Job: Copy each line exactly. Leave nothing out.

Point labeling dataset excerpts
^^^^^^^^^^^^^^^^
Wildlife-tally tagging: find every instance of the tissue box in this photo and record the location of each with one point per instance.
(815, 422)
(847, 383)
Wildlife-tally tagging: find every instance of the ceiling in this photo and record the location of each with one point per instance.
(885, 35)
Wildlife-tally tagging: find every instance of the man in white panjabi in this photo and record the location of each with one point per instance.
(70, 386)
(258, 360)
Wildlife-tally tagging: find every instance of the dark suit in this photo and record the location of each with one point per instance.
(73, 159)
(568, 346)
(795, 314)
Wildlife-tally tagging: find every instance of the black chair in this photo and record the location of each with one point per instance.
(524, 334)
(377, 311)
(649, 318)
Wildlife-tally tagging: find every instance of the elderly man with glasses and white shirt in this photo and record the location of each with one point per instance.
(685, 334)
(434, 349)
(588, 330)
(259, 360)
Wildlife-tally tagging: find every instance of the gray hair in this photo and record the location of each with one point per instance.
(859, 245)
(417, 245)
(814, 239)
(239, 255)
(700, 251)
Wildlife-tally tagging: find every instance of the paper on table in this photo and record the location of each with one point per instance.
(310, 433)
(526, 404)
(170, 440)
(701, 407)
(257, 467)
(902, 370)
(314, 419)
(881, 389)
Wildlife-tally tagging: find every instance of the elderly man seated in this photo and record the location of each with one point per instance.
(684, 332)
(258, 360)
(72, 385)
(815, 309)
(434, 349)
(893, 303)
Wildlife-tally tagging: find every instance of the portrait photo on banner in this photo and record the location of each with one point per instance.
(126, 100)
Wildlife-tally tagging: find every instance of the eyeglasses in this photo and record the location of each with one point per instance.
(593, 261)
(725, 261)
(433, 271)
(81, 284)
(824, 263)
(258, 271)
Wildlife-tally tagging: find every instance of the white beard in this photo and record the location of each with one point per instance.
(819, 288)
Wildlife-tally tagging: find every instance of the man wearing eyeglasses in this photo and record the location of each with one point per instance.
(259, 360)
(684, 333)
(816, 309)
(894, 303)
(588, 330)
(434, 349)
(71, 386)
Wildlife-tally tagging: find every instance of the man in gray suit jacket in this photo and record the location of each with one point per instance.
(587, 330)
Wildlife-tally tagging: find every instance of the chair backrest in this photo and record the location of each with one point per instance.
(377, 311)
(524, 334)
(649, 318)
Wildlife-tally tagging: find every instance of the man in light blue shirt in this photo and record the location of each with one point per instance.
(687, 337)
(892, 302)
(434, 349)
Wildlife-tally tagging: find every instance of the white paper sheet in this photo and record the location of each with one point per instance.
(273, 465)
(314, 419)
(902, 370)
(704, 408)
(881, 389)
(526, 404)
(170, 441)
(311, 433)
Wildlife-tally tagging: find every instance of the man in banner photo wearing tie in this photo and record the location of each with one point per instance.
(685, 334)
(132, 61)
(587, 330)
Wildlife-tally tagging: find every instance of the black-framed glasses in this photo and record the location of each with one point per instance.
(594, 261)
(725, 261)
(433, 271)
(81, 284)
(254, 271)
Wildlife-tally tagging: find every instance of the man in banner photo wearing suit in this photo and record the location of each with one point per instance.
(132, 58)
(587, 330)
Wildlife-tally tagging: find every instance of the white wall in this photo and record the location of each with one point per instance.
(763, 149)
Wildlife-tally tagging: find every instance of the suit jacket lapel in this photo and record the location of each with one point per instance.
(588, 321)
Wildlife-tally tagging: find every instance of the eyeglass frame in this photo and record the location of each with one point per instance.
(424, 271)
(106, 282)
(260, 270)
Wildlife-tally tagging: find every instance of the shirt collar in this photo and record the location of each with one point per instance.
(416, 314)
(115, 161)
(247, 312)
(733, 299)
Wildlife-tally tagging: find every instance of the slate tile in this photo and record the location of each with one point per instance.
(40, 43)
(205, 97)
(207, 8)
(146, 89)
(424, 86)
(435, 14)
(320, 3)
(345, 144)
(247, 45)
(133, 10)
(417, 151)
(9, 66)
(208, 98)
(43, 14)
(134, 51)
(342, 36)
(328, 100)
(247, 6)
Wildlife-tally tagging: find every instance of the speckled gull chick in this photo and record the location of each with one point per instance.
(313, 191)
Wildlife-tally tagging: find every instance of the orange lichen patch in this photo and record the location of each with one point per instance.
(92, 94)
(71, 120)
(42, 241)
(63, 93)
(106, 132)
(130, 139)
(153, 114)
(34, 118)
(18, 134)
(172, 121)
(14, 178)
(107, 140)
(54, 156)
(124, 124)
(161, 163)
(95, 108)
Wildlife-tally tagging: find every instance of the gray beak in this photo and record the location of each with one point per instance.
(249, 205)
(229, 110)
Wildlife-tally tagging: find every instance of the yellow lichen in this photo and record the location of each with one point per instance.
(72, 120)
^^^^^^^^^^^^^^^^
Task answer:
Wildlife-tally tagging: find every instance of the tissue box in this photo and record the location of each with one point per instance.
(815, 422)
(847, 383)
Wildlife-tally tagging: find every instance of the ceiling in this photo and record the location of each with one point per instance.
(885, 35)
Wildlife-tally tagging: find every instance of the man in white panjabi in this photo and record the location of each with one point per instance.
(70, 386)
(258, 360)
Wildlife-tally tagging: find every instance of the dark suit in this photo and record the location of each with one point per instance.
(73, 159)
(568, 346)
(795, 314)
Wildlife-tally tagging: find every instance of the black chair in this photo and record the location of each with one point per instance.
(524, 334)
(377, 311)
(649, 318)
Wildlife-tally tagging: find every instance of the elderly man with glasses and white shirt in this photo and record the location of each with one point per instance.
(685, 334)
(434, 349)
(588, 330)
(259, 360)
Wildlife-tally tagging: find every instance of the gray hair in this photo and record the location of each with one point per instance.
(859, 245)
(417, 245)
(814, 239)
(239, 255)
(700, 251)
Wildlife-tally tagging: find every instance of the paper on table in this photo and record the location of each with one point per instance.
(310, 433)
(526, 404)
(170, 440)
(701, 407)
(257, 467)
(902, 370)
(314, 419)
(881, 389)
Wildlife-tally tagging: find every instance of the elderly man seated in this photo and record the location of each with one point per instance.
(684, 332)
(258, 360)
(72, 385)
(815, 309)
(434, 349)
(893, 303)
Wildlife-tally tagging: find every instance of the portrait photo on banner in this photo and record the location of each with one point per instance.
(126, 100)
Wildlife-tally tagging: find every instance of the eyeglasses in this photo and record the location of each with one point per instance.
(593, 261)
(725, 261)
(433, 271)
(81, 284)
(824, 263)
(258, 271)
Wildlife-tally tagging: find every instance of the white beard in this photo and record the location of each with one point per instance.
(819, 288)
Wildlife-tally tagging: find every instance of the man wearing eyeglasses in this photo and record the location of each with one point per instance.
(259, 360)
(684, 333)
(816, 309)
(894, 303)
(588, 330)
(434, 349)
(71, 386)
Wildlife-tally tagging: find every instance of the man in gray suit jacket in this photo and record the location of each with one point per instance.
(587, 330)
Wildlife-tally tagging: find every instance of the chair backrest in this photo and record the location of each with one point per instance.
(377, 311)
(524, 334)
(649, 318)
Wildlife-tally tagging: find every instance of the man in light blue shirt in this photo and record the location of each with one point per instance.
(687, 337)
(892, 302)
(434, 349)
Wildlife-tally tagging: find every instance of the white paper sheet in this photo and record the location of each with one point per instance.
(273, 465)
(314, 419)
(902, 370)
(704, 408)
(881, 389)
(526, 404)
(170, 441)
(311, 433)
Wildlife-tally tagging: find every instance of the man in banner photo wearing tie in this photo and record the location of each with one point per instance.
(685, 334)
(132, 61)
(587, 330)
Wildlife-tally tagging: find every instance of the black-framed glasses in this photo and record the location of each with one point per instance.
(594, 261)
(725, 261)
(433, 271)
(81, 284)
(254, 271)
Wildlife-tally tagging: find every instance of the man in banner photo wearing suit in this photo and record the location of each with one point per instance.
(132, 58)
(587, 330)
Wildlife-tally tagging: find every instance of the white wall in this photo and record the location of each with one point per instance.
(763, 149)
Wildlife-tally tagging: find every instance of the suit jacket lapel in this photo and record the location of each with one point per instance.
(588, 321)
Wildlife-tally tagging: find every instance of the eyeglass frame in this photo and record the location of each with one point per instance.
(424, 271)
(106, 282)
(260, 270)
Wildlife-tally tagging: find every instance of the shirt collar in this photo and record the location of each with one point per instance.
(416, 314)
(115, 161)
(247, 312)
(733, 299)
Wildlife-tally tagging: find every instance of the slate tile in this photo and record the location of each with one point per instance.
(40, 43)
(205, 97)
(207, 8)
(146, 89)
(424, 86)
(435, 14)
(320, 3)
(345, 144)
(247, 45)
(133, 10)
(417, 151)
(9, 66)
(208, 98)
(43, 14)
(134, 51)
(342, 36)
(328, 100)
(247, 6)
Wildlife-tally tagging: find every instance of the speckled gull chick in this photo and record the location of each with one point per instance.
(313, 191)
Wildlife-tally tagging: find every instance of the orange lichen patch in this photo and record the location of each with one point per instance.
(92, 94)
(71, 120)
(42, 241)
(63, 93)
(106, 132)
(130, 139)
(153, 114)
(34, 118)
(18, 134)
(172, 121)
(14, 178)
(107, 140)
(54, 156)
(124, 124)
(161, 163)
(95, 108)
Wildlife-tally tagging: find every instance of the gray beak in this photo and record the location of each with one point per instance.
(249, 205)
(229, 110)
Wildlife-tally tagging: find every instance of the yellow lichen in this photo and record the location of each with one point per instance.
(72, 120)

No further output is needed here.